>> START EXTRACTED MATERIAL

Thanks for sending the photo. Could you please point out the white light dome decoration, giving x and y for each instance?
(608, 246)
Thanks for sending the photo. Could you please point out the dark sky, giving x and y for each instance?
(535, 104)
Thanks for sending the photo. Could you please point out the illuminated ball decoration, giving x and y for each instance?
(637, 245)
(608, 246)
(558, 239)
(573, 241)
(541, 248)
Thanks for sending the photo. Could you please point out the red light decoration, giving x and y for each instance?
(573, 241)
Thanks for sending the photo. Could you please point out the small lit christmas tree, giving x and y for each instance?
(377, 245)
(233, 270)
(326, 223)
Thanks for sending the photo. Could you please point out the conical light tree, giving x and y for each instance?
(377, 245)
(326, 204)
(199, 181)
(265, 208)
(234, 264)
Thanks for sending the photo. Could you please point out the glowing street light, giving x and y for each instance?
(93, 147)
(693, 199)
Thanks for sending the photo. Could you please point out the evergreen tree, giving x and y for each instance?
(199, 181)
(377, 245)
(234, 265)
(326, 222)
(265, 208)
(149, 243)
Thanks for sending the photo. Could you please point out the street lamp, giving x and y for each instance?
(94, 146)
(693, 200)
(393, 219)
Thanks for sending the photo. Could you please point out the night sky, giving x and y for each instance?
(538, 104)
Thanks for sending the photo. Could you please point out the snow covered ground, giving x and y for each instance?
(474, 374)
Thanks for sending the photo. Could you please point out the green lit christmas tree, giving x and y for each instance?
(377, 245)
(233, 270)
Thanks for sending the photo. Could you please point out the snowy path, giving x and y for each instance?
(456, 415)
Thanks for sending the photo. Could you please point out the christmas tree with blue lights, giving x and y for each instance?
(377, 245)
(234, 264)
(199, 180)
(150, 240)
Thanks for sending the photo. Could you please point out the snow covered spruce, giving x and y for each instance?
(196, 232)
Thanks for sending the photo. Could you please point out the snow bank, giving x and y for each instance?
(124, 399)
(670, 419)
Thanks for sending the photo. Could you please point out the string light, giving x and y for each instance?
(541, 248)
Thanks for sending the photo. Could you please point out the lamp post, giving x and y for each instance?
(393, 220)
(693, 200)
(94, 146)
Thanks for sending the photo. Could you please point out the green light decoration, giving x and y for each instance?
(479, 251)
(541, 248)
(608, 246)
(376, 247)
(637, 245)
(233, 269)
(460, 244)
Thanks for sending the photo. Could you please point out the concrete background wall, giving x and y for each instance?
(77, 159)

>> END EXTRACTED MATERIAL

-- THE PROBLEM --
Rescale the listing from the line that has "wall, giving x and y for each instance?" through the end of the listing, both ends included. Write those lines again, requests included, with every x and y coordinate in the answers multiplied by 2.6 and rounded to a whole number, halves rounded up.

-- FINAL RESULT --
Thanks for sending the photo. Could you please point out the concrete background wall, giving x and y for each instance?
(200, 413)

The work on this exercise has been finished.